━━━━━ Source text ━━━━━
John Inge reads a hard subject grappled with

THE author of this impressive work, having become a Christian as a teenager, spent ten years working in hospitals and then 20 as an inner-city GP. He was ordained priest in the diocese of Southwark in 2008 and ministers in south London.

The book is a theodicy, an attempt to reconcile the omnipotence of God with the existence of evil. The first third consists of a sophisticated engagement with science and theology to suggest what he terms “evidence of God’s love for the cosmos”, explaining convincingly why it is perfectly rational for a scientist to believe in God. The second section tackles the existence of moral and natural evil — evil caused by humanity and that which is not. The author then considers how God might act in the cosmos and, finally, what the implications of his proposed theodicy might be.

At times, the author is disarmingly personal — as in the epilogue in which he tells us that he is no longer afraid of his own death. At others, he enters into surprising conjecture — as when he tries to reconcile the biblical account of a Fall with what science tells us by suggesting that the Fall might not have taken place within the current geographical and historical framework, but in some supposed eternal mode of existence, a “pre-archaios”, which pre-dates the existence of any sentient creatures on earth.
━━━━━
**Apply what you read**
1. Reproduce the part of the book review that runs from "The book is" up to and including "theodicy might be.".
2. According to the book review, what kinds of work has the book's author done?
The lines after the review aren't needed.
━━━━━ Raw data ━━━━━
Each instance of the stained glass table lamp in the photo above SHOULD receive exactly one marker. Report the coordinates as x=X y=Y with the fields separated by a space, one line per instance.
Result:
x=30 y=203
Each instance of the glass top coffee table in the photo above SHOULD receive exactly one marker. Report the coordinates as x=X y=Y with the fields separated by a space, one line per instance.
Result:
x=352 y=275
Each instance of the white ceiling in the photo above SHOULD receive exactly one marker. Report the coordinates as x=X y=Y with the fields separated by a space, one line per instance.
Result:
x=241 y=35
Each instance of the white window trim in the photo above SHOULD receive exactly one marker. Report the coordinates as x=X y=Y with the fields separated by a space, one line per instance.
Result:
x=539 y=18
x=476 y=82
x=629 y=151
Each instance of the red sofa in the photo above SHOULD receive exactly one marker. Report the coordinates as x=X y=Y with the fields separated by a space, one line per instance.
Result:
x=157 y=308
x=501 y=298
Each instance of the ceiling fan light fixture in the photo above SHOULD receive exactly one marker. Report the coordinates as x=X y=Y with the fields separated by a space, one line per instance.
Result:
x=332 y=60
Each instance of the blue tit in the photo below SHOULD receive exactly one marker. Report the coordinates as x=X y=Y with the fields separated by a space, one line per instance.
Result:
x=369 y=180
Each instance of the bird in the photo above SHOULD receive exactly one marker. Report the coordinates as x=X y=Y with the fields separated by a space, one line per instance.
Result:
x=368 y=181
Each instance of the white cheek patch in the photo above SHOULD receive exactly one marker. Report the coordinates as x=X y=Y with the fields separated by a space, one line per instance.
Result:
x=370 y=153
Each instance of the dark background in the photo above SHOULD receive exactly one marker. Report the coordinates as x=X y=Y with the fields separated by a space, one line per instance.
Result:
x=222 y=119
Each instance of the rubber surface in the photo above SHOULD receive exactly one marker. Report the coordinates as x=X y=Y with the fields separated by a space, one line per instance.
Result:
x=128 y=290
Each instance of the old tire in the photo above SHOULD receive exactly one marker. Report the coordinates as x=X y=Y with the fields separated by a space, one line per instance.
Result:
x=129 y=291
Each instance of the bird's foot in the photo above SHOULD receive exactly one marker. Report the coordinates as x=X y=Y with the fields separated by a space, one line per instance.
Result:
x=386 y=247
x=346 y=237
━━━━━
**Answers**
1.
The book is a theodicy, an attempt to reconcile the omnipotence of God with the existence of evil. The first third consists of a sophisticated engagement with science and theology to suggest what he terms “evidence of God’s love for the cosmos”, explaining convincingly why it is perfectly rational for a scientist to believe in God. The second section tackles the existence of moral and natural evil — evil caused by humanity and that which is not. The author then considers how God might act in the cosmos and, finally, what the implications of his proposed theodicy might be.

2.
- Hospital work, for ten years
- Inner-city GP, for 20 years
- Priest, ordained in the diocese of Southwark in 2008 and ministering in south London